DATASET EXTRACT –

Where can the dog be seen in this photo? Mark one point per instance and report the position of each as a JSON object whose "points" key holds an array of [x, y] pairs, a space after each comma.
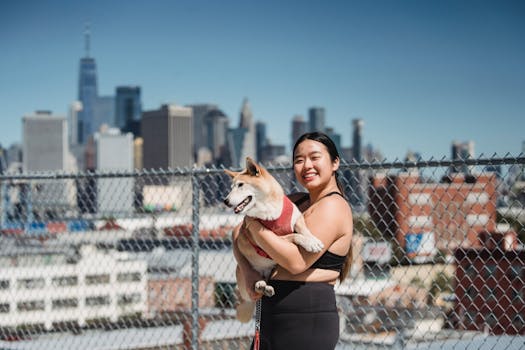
{"points": [[257, 194]]}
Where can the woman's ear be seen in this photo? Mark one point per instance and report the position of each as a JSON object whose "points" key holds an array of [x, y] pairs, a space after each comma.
{"points": [[335, 164]]}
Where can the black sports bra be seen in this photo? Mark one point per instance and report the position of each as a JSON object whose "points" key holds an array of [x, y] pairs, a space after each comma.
{"points": [[329, 260]]}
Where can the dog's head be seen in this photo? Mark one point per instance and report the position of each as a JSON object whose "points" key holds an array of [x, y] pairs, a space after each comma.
{"points": [[252, 184]]}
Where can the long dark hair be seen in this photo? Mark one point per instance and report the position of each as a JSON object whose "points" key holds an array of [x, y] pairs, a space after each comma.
{"points": [[330, 146], [334, 154]]}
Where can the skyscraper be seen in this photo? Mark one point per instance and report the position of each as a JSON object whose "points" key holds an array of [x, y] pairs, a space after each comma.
{"points": [[246, 122], [45, 148], [241, 140], [114, 151], [216, 125], [260, 139], [299, 127], [74, 110], [357, 140], [462, 151], [316, 119], [200, 130], [128, 109], [168, 137], [45, 142], [87, 93]]}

WHAT IS BEING ASKED –
Each line of the data must be restated exactly, and the pictures must be left out.

ANSWER TO THE EXERCISE –
Where can the dog be seen in this photo? Mark one point per instance and report the position of each as a JSON object whose "points" key holds an array of [x, y] pairs, a space after each comma.
{"points": [[257, 194]]}
Where can the woman's ear be seen in this photo? Mark one point per instance and report the position of each as a JSON object whose "points" key holds an array of [x, y] pairs, a space after each comma.
{"points": [[335, 164]]}
Where can the black sports bra be seen in this photo? Mark one point per instance and report the position of each as a JSON object whose "points" key holds an array of [x, y] pairs, a space after each comma.
{"points": [[329, 260]]}
Where can the dog's head be seen in this photo? Mark one point per instance and report the position of each as a JSON object whose "points" key holds an array of [x, y] pairs, a space after each comma.
{"points": [[252, 184]]}
Where can the long dark hair be seen in this photo? Mark one point per instance and report the position of each as a JSON object whose "points" key holds an array of [x, y] pairs, a space after each comma.
{"points": [[330, 146], [334, 154]]}
Where can the skyscraper be seen in this photo? Mark one point per instance and report the position of each as a JSON object whose "points" key holds an array of [x, y] pairs, a space after each comma.
{"points": [[246, 122], [45, 148], [241, 140], [114, 151], [216, 125], [260, 139], [299, 127], [74, 110], [357, 140], [462, 151], [316, 119], [200, 130], [128, 109], [168, 137], [45, 142], [87, 93]]}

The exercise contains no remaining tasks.